- EXERCISE PROMPT -
How many lines in the entries below contain the string "slope"? Reply with the number only.

** Start of GIVEN DATA **

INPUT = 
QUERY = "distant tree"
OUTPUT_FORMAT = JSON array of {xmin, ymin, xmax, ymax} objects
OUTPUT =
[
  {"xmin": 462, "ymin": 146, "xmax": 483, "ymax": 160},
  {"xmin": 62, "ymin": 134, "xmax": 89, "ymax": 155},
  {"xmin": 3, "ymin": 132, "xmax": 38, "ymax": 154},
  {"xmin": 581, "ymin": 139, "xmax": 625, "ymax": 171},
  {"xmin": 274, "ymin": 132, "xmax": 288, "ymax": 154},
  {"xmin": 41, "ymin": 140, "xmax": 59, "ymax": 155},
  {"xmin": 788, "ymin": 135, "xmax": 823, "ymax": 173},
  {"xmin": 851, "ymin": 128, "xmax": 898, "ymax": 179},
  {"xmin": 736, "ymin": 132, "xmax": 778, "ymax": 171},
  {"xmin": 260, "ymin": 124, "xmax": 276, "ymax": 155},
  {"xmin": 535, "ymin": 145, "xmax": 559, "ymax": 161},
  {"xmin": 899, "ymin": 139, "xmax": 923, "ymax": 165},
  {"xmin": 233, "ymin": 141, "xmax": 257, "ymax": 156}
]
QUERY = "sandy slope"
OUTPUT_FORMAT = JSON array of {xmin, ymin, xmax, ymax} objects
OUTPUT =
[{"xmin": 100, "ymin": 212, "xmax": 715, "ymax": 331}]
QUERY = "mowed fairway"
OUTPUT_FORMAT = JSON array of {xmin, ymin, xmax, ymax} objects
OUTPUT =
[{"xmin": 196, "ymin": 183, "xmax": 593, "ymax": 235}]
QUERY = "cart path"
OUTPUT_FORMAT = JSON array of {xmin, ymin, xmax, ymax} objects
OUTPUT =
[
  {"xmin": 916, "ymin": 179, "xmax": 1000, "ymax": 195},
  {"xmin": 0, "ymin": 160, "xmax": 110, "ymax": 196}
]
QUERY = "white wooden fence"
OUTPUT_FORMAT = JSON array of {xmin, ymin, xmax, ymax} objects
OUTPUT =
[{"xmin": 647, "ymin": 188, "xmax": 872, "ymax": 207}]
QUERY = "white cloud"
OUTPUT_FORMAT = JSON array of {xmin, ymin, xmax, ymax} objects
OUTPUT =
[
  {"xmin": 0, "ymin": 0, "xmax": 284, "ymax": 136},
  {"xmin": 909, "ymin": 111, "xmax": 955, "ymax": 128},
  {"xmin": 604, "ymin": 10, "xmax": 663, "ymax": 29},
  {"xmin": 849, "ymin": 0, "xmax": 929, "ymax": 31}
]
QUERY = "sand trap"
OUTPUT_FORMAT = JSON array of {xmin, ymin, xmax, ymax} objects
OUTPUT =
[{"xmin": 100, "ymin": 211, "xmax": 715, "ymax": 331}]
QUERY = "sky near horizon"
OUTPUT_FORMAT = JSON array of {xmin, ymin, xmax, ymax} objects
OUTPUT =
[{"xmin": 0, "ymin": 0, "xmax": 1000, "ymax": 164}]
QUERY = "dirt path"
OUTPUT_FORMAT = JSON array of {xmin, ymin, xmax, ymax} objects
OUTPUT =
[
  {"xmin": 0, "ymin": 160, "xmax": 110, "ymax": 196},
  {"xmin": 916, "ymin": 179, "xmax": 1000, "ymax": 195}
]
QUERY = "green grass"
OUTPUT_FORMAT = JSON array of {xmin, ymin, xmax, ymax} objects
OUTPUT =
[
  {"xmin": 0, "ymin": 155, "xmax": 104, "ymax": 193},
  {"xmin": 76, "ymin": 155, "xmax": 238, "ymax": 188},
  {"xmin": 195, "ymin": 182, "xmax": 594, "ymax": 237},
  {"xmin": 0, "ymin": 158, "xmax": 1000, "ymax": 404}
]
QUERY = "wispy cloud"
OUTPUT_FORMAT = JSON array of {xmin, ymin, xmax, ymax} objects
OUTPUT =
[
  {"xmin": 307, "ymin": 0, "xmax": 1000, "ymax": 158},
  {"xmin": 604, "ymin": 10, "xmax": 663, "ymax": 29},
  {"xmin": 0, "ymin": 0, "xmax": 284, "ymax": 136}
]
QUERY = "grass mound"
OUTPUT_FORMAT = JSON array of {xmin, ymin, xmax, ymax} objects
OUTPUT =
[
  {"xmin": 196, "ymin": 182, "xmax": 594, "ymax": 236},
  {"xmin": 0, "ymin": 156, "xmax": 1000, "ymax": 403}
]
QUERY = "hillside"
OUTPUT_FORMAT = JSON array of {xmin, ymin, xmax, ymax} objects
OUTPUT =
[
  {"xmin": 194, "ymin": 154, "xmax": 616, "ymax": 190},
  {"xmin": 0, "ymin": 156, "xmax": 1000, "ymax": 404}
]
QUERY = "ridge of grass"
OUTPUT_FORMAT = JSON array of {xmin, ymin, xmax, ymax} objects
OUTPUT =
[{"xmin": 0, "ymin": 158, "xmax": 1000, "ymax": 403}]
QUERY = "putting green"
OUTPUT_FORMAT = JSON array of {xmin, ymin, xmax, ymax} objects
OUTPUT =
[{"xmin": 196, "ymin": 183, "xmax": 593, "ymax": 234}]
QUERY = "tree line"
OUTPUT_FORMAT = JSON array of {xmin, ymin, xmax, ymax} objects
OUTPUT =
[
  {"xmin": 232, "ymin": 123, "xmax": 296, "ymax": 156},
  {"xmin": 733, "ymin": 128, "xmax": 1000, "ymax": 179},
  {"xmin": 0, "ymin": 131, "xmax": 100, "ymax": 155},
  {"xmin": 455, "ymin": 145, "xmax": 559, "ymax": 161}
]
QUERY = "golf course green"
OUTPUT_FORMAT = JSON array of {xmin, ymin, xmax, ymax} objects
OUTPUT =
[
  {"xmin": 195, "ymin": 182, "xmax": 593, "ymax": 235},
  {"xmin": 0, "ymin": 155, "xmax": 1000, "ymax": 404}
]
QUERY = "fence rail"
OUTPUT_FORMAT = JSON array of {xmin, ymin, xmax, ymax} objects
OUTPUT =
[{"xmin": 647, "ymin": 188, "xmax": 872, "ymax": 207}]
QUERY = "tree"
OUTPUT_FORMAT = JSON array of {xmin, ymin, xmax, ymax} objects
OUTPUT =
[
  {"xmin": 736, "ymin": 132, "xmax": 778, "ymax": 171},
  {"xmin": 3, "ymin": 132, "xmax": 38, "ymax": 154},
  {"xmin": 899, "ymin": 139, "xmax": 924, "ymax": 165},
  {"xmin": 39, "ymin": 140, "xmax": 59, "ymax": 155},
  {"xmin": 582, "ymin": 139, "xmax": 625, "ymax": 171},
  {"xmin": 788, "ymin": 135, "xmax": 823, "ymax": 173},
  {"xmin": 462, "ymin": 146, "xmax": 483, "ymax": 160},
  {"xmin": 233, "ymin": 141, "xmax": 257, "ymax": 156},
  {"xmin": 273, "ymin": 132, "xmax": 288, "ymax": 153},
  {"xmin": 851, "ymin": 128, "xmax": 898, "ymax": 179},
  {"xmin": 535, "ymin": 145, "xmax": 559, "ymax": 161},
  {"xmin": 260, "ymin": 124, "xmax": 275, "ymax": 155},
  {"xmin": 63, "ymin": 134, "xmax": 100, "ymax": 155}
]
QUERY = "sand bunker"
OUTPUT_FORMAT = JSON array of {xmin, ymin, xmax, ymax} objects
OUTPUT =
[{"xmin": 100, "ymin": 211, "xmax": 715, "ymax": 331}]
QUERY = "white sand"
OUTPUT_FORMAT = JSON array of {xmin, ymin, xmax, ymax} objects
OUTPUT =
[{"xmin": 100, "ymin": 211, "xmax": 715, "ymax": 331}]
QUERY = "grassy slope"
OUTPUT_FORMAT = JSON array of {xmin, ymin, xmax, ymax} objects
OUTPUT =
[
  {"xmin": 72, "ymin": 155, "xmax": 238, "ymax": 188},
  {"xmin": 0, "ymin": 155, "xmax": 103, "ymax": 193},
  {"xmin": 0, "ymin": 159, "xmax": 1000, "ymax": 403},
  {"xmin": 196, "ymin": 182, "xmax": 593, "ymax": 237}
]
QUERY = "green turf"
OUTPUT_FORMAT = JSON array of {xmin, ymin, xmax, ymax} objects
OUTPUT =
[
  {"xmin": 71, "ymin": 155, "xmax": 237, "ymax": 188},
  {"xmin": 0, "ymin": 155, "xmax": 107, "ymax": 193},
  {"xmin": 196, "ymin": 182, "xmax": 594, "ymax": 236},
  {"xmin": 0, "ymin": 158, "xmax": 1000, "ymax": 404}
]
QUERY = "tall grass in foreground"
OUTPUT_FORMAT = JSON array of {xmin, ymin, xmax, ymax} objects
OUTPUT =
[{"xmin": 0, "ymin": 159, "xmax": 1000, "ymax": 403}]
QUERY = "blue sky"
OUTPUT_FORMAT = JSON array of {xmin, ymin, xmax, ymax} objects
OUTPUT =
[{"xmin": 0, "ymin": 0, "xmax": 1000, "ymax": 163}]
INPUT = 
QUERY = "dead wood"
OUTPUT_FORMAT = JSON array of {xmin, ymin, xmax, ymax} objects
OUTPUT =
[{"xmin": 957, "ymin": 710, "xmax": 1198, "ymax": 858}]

** End of GIVEN DATA **

- THE REPLY -
2